■ **Data records**:
★ ★ ★ ★

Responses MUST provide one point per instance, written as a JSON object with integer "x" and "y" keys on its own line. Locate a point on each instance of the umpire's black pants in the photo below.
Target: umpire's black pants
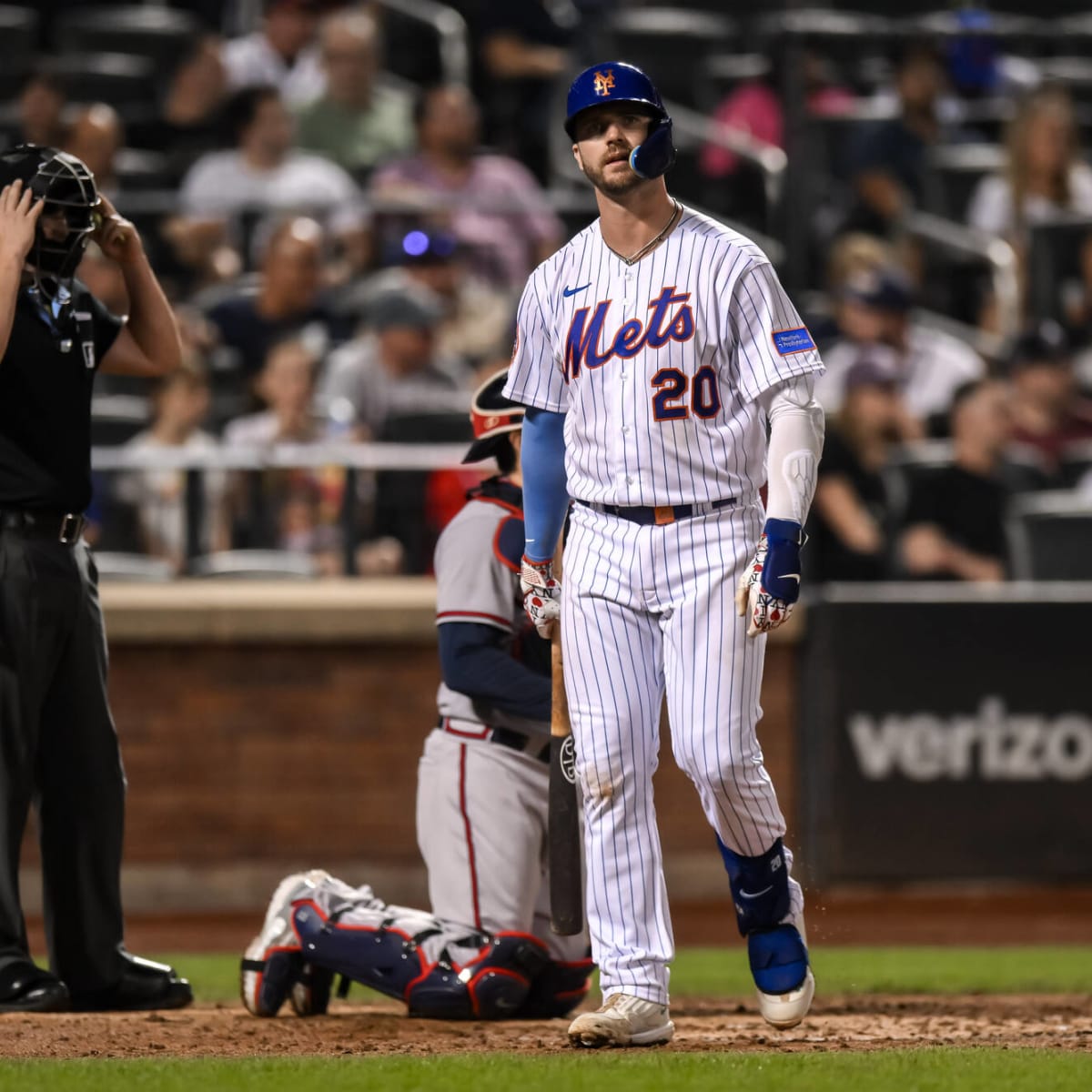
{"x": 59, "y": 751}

★ ★ ★ ★

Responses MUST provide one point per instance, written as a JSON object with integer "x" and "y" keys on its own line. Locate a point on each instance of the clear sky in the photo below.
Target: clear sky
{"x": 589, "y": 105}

★ ★ ★ ★

■ **What you have to do**: List in full each line of the data above that contains the word "Responses".

■ **Result**:
Responses MUST provide one point per instance, written as a JSON object with integer "x" and "y" keys on its own line. Locate a point on each instance of the umpire's black pants in the photo below.
Responses MUST provide one point per instance, written as a JSON object with integer "x" and "y" keys on its own line. Locate a point on each instance of the clear sky in the photo below.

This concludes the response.